[Data excerpts]
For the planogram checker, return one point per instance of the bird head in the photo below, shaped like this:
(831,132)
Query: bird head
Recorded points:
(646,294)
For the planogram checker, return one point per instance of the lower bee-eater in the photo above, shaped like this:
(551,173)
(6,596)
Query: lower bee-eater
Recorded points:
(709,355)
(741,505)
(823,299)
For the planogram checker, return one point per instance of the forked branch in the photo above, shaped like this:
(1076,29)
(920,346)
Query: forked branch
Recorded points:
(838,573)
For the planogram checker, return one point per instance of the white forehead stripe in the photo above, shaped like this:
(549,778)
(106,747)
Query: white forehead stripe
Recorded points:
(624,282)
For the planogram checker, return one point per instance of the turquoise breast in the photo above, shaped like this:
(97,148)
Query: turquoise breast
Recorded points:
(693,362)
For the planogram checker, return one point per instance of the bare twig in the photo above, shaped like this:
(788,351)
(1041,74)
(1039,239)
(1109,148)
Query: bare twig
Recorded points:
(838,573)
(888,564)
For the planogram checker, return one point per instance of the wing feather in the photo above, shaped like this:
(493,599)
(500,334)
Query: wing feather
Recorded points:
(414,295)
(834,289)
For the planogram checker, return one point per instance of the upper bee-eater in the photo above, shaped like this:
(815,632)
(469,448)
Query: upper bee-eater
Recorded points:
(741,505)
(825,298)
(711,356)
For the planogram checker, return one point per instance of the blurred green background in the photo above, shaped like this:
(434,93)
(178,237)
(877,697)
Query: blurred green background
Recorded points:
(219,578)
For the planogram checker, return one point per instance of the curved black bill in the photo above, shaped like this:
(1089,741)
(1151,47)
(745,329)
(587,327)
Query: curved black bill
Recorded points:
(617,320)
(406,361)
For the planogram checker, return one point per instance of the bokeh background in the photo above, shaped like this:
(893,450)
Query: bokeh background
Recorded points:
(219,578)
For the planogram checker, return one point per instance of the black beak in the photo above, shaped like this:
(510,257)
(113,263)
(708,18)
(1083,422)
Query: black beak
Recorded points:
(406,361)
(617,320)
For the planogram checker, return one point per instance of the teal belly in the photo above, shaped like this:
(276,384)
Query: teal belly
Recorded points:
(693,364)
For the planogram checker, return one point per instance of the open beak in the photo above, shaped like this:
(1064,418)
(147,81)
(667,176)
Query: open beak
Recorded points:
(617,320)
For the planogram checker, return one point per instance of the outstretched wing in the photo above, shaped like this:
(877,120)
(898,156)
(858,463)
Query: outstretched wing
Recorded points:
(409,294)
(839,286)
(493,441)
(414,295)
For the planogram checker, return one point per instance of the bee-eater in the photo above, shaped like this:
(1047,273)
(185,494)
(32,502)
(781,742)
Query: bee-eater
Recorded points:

### What the exercise asks
When copying the data above, keep every line exactly as written.

### Solution for this exercise
For the planogram checker, return one point per instance of the bird head in the photo below, shaped like this:
(831,132)
Query: bird head
Recorded points:
(646,294)
For the planogram checker, return one point per instance of the lower bee-eater in the photo above, shaped like this:
(551,173)
(6,596)
Query: lower bee-eater
Recorded points:
(709,355)
(741,505)
(823,299)
For the planogram checker, return one point per instance of the forked branch in the photo above, shaped like this:
(1076,29)
(920,346)
Query: forked branch
Recorded points:
(838,573)
For the planogram checker, return one point per instance of the white forehead stripe in the photo above, shaped like this:
(549,778)
(106,747)
Query: white forehead stripe
Recorded points:
(624,282)
For the planogram checker, return one point per instance of the turquoise breast in the photo above, shaped like this:
(97,148)
Query: turquoise breast
Recorded points:
(693,362)
For the planogram checker, return one point per instance of the bare twig in the photo above, shaped like this:
(788,351)
(1041,74)
(1039,239)
(1109,148)
Query: bare twig
Recorded points:
(838,573)
(888,564)
For the planogram checker, return one point per instance of the wing feather in the photo above, shaped like this:
(493,599)
(500,334)
Query: wing feather
Recorded points:
(414,295)
(834,289)
For the planogram checker, return one point per instance of the upper bee-eater in the photo above, shaped like this:
(815,632)
(469,448)
Query: upper bee-eater
Recorded points:
(741,505)
(825,298)
(711,356)
For the planogram checker, return one point per instance of the blurred green background in the photo above, shaped like this:
(434,93)
(178,237)
(877,697)
Query: blurred green background
Recorded points:
(219,578)
For the planogram checker, return one point per instance of the curved black bill in the photo above, shaped like this:
(1089,741)
(1151,47)
(745,329)
(587,327)
Query: curved black bill
Recorded points:
(617,320)
(406,361)
For the planogram checker, return one point per instance of the bokeh background in the photo above, shaped like this:
(893,450)
Query: bokeh background
Recorded points:
(219,578)
For the planogram checker, return one point per instance of the black beak in the photo above, shaped like this:
(510,257)
(113,263)
(708,18)
(1083,422)
Query: black beak
Recorded points:
(406,361)
(617,320)
For the planogram checker, return one point per instance of the teal belly in the photo above, shaped like this:
(276,384)
Query: teal belly
Recorded points:
(693,364)
For the planogram checker, return one point per instance of the open beak in the photo above, shaped like this:
(1064,418)
(147,81)
(667,176)
Query: open beak
Recorded points:
(617,320)
For the planogram checker, return one point per instance of the outstretched wing in the photo above, shaped like this:
(877,120)
(898,156)
(858,463)
Query: outstretched wing
Recorded points:
(409,294)
(839,286)
(493,441)
(414,295)
For the planogram checker, return one point per instance of the bee-eater in the photo above, shaped like this:
(1047,273)
(185,494)
(32,502)
(781,742)
Query: bee-eater
Recorded points:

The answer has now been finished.